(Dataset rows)
****

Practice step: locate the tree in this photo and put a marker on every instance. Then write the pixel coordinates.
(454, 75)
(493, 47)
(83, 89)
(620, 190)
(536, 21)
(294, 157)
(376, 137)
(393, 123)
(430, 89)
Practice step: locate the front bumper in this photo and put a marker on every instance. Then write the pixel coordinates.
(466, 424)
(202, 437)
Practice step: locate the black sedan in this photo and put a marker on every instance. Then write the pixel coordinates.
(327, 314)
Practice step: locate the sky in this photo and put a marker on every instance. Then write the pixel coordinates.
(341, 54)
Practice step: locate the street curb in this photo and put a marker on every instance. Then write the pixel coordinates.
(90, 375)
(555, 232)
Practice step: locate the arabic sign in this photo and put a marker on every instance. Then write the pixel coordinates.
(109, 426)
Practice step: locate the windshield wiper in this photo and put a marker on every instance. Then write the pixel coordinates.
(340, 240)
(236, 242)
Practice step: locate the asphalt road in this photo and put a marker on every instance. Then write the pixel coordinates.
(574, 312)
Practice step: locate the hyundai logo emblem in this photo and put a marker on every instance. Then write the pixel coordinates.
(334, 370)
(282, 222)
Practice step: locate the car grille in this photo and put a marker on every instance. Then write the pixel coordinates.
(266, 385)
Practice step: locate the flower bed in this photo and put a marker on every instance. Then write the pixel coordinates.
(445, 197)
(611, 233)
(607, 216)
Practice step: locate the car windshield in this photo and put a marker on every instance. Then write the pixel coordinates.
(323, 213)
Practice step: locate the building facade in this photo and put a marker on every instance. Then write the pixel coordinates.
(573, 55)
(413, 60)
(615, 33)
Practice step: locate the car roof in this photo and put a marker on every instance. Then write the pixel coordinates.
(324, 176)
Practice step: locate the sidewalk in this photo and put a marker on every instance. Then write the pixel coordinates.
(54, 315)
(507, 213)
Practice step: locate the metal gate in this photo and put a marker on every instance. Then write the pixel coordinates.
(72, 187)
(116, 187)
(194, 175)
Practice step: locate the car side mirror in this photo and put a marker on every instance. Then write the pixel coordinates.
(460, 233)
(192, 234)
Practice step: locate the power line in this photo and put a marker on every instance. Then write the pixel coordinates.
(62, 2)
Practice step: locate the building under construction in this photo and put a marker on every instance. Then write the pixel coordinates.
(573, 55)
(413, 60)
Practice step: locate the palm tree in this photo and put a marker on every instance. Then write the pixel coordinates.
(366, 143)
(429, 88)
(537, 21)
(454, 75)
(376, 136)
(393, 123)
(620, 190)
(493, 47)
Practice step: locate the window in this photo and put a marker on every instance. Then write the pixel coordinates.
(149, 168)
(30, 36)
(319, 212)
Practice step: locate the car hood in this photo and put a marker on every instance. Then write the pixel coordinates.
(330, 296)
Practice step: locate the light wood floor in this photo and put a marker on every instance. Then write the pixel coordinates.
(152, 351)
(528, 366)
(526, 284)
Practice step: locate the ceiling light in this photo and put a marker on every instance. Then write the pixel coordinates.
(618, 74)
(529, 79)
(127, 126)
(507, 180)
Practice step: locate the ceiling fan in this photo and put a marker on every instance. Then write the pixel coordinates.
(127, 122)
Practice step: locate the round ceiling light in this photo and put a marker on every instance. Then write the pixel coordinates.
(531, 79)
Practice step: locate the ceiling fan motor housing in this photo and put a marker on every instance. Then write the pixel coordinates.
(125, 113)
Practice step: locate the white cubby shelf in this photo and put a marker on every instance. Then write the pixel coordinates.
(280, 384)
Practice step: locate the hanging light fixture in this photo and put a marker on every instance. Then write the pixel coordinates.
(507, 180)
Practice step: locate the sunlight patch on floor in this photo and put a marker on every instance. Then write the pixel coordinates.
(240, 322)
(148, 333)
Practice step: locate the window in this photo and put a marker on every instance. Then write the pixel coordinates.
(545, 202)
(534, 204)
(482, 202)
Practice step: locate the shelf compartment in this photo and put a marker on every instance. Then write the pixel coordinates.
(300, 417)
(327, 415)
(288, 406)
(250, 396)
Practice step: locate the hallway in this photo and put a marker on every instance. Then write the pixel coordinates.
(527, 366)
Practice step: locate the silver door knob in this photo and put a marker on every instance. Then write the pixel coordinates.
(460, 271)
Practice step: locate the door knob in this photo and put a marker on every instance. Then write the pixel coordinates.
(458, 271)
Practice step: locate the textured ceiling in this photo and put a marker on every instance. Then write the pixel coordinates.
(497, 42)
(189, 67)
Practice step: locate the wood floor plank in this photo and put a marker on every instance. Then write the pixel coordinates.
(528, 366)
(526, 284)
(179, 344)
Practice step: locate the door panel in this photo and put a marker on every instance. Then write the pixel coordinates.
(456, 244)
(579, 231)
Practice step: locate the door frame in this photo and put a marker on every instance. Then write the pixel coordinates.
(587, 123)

****

Extract each line of the listing above and reproduce it word for word, in the same order.

Practice step: locate the tree in this photo and put a marker on every instance. Then write the pixel coordinates.
(454, 75)
(493, 47)
(83, 89)
(620, 190)
(536, 21)
(294, 157)
(376, 137)
(393, 123)
(430, 89)
Practice step: locate the front bumper in this photo and put a marker on every instance. Then write the pixel coordinates.
(466, 424)
(202, 437)
Practice step: locate the black sedan in this photo and put a marker on every instance. Then write the pixel coordinates.
(327, 314)
Practice step: locate the sky in this photo and put a marker on every instance. Then write the pixel coordinates.
(341, 54)
Practice step: locate the street curb in this photo and put a marker on every instance. Then write the pixel coordinates.
(90, 375)
(555, 232)
Practice step: locate the arabic sign in this photo and put a marker on every instance. Then write the pixel coordinates.
(109, 426)
Practice step: locate the windshield wiper in this photo and put a marker on every instance. Then write the pixel coordinates.
(340, 240)
(236, 242)
Practice step: locate the asphalt road in this photo and put a marker on every instance. Then write the pixel coordinates.
(574, 312)
Practice step: locate the hyundai logo emblem in this photo and put a marker on every instance. Then write the pixel coordinates.
(334, 370)
(282, 222)
Practice step: locate the car grille in this photo and put a marker on every instance. Then write the pixel coordinates.
(266, 385)
Practice step: locate the flower bed in this photo and put a marker on every instance. Then write the pixel coordinates.
(445, 197)
(611, 233)
(607, 216)
Practice step: locate the car windshield in this photo and put a marker on every instance. Then write the pixel coordinates.
(323, 213)
Practice step: locate the building facade in this photo and put a marker on every instance. Then write the pixel coordinates.
(573, 55)
(413, 60)
(615, 33)
Practice step: locate the car roof in this photo and put a marker on every instance. Then write the pixel coordinates.
(324, 176)
Practice step: locate the sidewalk in this photo and put a marker on every instance. Then write the pixel coordinates.
(54, 315)
(507, 213)
Practice step: locate the metal gate in this photo and put a marker on every instance. Then write the pixel coordinates.
(72, 187)
(116, 187)
(194, 175)
Practice step: locate the car side mirror in this photo and put a marker on every instance. Then write the pixel coordinates.
(460, 233)
(192, 234)
Practice step: locate the power line in this photo and put a marker on every instance. Then write the pixel coordinates.
(62, 2)
Practice step: locate the building under construction in this photo and put a marker on every instance. Then write the pixel coordinates.
(573, 55)
(413, 60)
Practice step: locate the palm tree in this photo and put a marker on every instance. Then write the pixel coordinates.
(366, 143)
(429, 88)
(537, 21)
(454, 75)
(376, 136)
(393, 123)
(620, 190)
(493, 47)
Practice step: locate the window in this photo and put a marker on every instance. Then write the pixel coordinates.
(149, 168)
(30, 36)
(319, 212)
Practice step: locate the car hood in this photo and put a marker on every instance. Then write the pixel coordinates.
(330, 296)
Practice step: locate the light wood floor in this photo and put a marker on every instance. Then write the pixel coordinates.
(152, 351)
(528, 366)
(526, 284)
Practice step: locate the ceiling light in this photo and put a marker on every instance. Then write the pixel coordinates.
(618, 74)
(529, 79)
(127, 126)
(507, 180)
Practice step: locate the ceiling fan in this photo and put a marker on every instance. Then write the pixel coordinates.
(127, 122)
Practice step: locate the round ceiling light in this photo and put a marker on every instance. Then write the pixel coordinates.
(531, 79)
Practice step: locate the ceiling fan motor housing in this photo and put a marker on every instance. Then write the pixel coordinates.
(125, 113)
Practice step: locate the white cubby shelf in this photo and put a marker on every instance. Then write the pixel coordinates.
(280, 384)
Practice step: locate the hanging light fixture in this photo and put a marker on every instance. Then write the pixel coordinates.
(507, 180)
Practice step: locate the sunlight patch on floor in this photo and put a marker on every instance. Then write the pixel coordinates.
(240, 322)
(148, 333)
Practice step: locate the window in this photo and put a marker on every instance. Then write the pixel coordinates.
(545, 202)
(534, 204)
(482, 202)
Practice step: locate the shelf compartment in this photo and put a marker on every instance. Then write the pixel coordinates.
(300, 417)
(327, 415)
(288, 406)
(250, 396)
Practice step: locate the hallway in this photo and put a marker on every instance. Then write the pixel coordinates.
(527, 366)
Practice step: locate the silver door knob in this photo and put a marker on every instance. Then write the pixel coordinates.
(460, 271)
Practice step: locate the door knob in this photo and put a marker on every instance. Then write the pixel coordinates.
(458, 271)
Practice step: locate the textured ceiling in this photo and put a marker on every instance. Then write the pixel coordinates.
(497, 42)
(189, 67)
Practice step: locate the wood floor plank in this photo and put a marker on every instance. Then write the pixel coordinates.
(528, 366)
(526, 284)
(179, 344)
Practice step: locate the door panel in this photo and put a marker on every instance. Then write the pixel coordinates.
(456, 244)
(579, 231)
Practice step: locate the door frame in this photo and put a marker on every instance. Then write the pixel coordinates.
(587, 123)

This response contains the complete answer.